Supplied passage:
Delighting Your Clients: Giftology

A black gift box with a pink bow sits on a black background.

I love giving presents. I get more excited than my kids do. I am horrible at keeping gifts a secret.
Every time I build a new tool for gym owners or create a new handbook, I feel amazing—that’s why we spend around $20,000 per month publishing this stuff and then giving it away for free. Here ya go!
I love giving my gym clients the Intramural Open experience every year. It feels like I’m giving them a present.
I love giving my coaches an annual shopping spree on me at Christmas.
I love giving less-fortunate families in our community a huge present every year (we call it “The Gift”).
But the greatest gift I give is opportunity and empowerment.
When a gym owner shares an amazing blog post, social post or other media with me, I sometimes send them some money. Then I turn around and give it to the Two-Brain community as a gift.

List of tasks:
1. Decide whether each statement agrees with the Giftology post, answering yes or no and quoting the deciding words: (a) Around $20,000 a month goes to publishing material that is then given away free. (b) The writer is good at keeping gifts a secret. (c) The writer's coaches get an annual shopping spree at Christmas.
2. Write the next part of the Giftology post, picking up after its final sentence.

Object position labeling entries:
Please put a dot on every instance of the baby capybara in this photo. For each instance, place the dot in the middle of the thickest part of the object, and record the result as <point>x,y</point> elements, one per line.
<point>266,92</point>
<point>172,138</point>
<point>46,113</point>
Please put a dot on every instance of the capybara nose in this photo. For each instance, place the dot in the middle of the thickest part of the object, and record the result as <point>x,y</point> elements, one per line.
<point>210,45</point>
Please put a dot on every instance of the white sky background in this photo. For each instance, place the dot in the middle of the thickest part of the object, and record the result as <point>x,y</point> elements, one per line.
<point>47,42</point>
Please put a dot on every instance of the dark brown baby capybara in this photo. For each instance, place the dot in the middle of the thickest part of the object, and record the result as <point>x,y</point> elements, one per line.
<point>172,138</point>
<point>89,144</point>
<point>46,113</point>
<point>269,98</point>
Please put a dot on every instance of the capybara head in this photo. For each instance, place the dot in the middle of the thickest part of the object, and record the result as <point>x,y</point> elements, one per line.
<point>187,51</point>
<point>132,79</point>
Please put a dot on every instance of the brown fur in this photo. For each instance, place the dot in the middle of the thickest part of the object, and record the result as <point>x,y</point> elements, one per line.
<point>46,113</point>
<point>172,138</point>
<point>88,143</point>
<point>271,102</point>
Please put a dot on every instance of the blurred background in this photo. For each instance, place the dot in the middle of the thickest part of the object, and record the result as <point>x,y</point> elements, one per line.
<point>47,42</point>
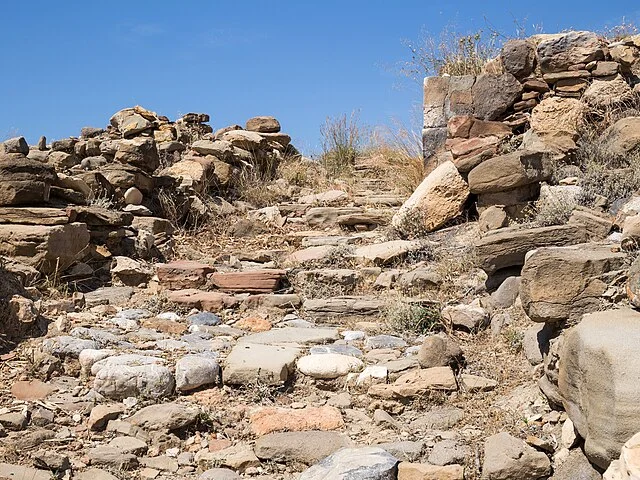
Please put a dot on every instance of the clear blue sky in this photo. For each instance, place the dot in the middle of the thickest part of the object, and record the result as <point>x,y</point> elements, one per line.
<point>69,64</point>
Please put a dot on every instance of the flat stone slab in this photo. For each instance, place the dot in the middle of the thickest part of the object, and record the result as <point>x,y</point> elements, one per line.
<point>386,252</point>
<point>273,419</point>
<point>108,296</point>
<point>209,301</point>
<point>508,247</point>
<point>303,447</point>
<point>251,281</point>
<point>183,274</point>
<point>416,383</point>
<point>292,335</point>
<point>249,363</point>
<point>348,305</point>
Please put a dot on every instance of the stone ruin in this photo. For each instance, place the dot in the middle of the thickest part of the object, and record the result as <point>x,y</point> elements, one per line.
<point>54,218</point>
<point>499,129</point>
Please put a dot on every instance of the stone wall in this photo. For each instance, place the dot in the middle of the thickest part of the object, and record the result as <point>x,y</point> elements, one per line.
<point>542,83</point>
<point>501,129</point>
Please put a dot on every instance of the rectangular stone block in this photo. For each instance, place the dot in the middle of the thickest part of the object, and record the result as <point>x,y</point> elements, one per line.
<point>433,140</point>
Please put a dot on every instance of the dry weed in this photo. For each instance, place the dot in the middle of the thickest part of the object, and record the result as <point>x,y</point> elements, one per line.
<point>342,139</point>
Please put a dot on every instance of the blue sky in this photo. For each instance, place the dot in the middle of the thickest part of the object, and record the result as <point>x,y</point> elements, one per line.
<point>69,64</point>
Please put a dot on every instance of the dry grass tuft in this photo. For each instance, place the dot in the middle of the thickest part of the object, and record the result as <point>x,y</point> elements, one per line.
<point>397,154</point>
<point>342,139</point>
<point>403,315</point>
<point>450,52</point>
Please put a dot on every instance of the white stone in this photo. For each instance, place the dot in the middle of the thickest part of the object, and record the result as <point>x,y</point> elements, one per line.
<point>329,365</point>
<point>133,196</point>
<point>353,335</point>
<point>194,371</point>
<point>121,381</point>
<point>569,437</point>
<point>372,374</point>
<point>439,198</point>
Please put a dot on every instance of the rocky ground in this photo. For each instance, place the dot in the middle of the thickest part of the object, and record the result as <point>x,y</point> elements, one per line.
<point>179,303</point>
<point>318,344</point>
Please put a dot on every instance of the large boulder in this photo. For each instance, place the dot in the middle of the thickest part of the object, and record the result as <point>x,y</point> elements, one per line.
<point>506,172</point>
<point>560,283</point>
<point>599,380</point>
<point>48,248</point>
<point>493,95</point>
<point>509,458</point>
<point>556,120</point>
<point>556,53</point>
<point>24,181</point>
<point>131,121</point>
<point>508,247</point>
<point>439,198</point>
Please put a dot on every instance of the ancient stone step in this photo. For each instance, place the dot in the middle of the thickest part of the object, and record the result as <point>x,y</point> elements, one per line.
<point>208,301</point>
<point>47,248</point>
<point>560,283</point>
<point>36,215</point>
<point>253,281</point>
<point>389,200</point>
<point>327,307</point>
<point>386,252</point>
<point>507,247</point>
<point>323,217</point>
<point>183,274</point>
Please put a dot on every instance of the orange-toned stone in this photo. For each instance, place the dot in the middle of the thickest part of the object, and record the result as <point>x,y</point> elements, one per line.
<point>459,126</point>
<point>183,274</point>
<point>273,419</point>
<point>164,326</point>
<point>251,281</point>
<point>216,445</point>
<point>33,390</point>
<point>208,301</point>
<point>254,324</point>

Task-by-task results:
1.
(a) Yes: "we spend around $20,000 per month publishing this stuff and then giving it away for free."
(b) No: "I am horrible at keeping gifts a secret."
(c) Yes: "I love giving my coaches an annual shopping spree on me at Christmas."

2.
When outside experts have brilliant ideas but no audience, I pay them for their education and then give the idea to the Two-Brain community as a gift. For example, we have amazing new templates for nutrition challenges and online coaching thanks to this acquisition process.
Giving gifts makes you feel great. And it can make your clients feel great, too.
But giving gifts costs money. And the ROI is impossible to measure. Many businesses give their clients gifts for the wrong reasons:
1. They think it will increase retention (there’s no data demonstrating that to be true).
2. They think it will make a deposit in the client’s “emotional bank account” (which doesn’t exist).
3. They think it will encourage a higher perception of value from the client (again, impossible to measure).
 

Welcome Boxes?

 
Welcome boxes and packages are becoming more popular, and some companies have even tried to provide custom welcome boxes to gyms. It seems like a great idea but sometimes backfires because:
A. The gym is spending money without tracking any kind of outcome. Does it really change anything? If so, what? And by how much?
B. The gym has to buy a ton of inventory to be cost effective, tying up resources that it could invest elsewhere.
C. It’s awkward to give a great gift to a new client without giving anything to your existing clients.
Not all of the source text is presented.